▶ _Activity list_
1. According to the LET summary, what is the only loss the method adds?
2. In the LET summary, rewrite the paragraph beginning "'Early Layers + Annealing' is the masterstroke" as a short list that keeps its main facts.

▶ _Document excerpt_
Highlights & Insights¶
- Counter-intuitively "Teaching Big with Small": Breaks the KD paradigm of "large teachers teaching small students," proving that existing models 10× smaller can accelerate large models and monetize compute already spent by the community.
- "Early Layers + Annealing" is the masterstroke: Injecting external representations into early layers + using subsequent layers as buffers + weight decay for exit—together these solve the fundamental contradiction of "small models eventually being surpassed." This is the essential reason why LET is more robust than SALT/RKD.
- Minimalist and Universal: Adds only one cosine alignment loss, requires no architectural changes, no weight initialization, and no data preprocessing dependencies, resulting in low implementation costs.
Limitations & Future Work¶
- Experimental datasets are concentrated on The Pile (~20B tokens) up to the 7B scale. Whether gains persist at larger scales (hundreds of billions of tokens, dozens of billions of parameters) and under more diverse corpora requires further verification.

▶ _Information provided_
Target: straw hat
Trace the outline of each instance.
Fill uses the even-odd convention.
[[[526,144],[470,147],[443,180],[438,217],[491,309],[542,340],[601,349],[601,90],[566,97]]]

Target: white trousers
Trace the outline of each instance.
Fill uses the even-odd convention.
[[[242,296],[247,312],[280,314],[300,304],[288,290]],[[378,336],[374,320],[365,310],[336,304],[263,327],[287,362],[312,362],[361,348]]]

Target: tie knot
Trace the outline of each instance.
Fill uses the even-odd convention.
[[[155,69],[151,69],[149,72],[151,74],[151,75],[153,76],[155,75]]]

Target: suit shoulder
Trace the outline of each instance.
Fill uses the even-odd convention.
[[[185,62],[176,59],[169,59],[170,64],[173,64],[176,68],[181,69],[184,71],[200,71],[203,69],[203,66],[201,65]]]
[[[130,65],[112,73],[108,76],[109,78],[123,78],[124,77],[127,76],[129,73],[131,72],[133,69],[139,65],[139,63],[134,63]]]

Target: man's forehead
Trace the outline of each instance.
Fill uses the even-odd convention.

▶ _Numbered answers_
1. A cosine alignment loss.

2.
- External representations are injected into early layers.
- Subsequent layers act as buffers.
- Weight decay handles the exit.
- Together, these resolve the contradiction that small models are eventually surpassed.
- This is why LET is more robust than SALT/RKD.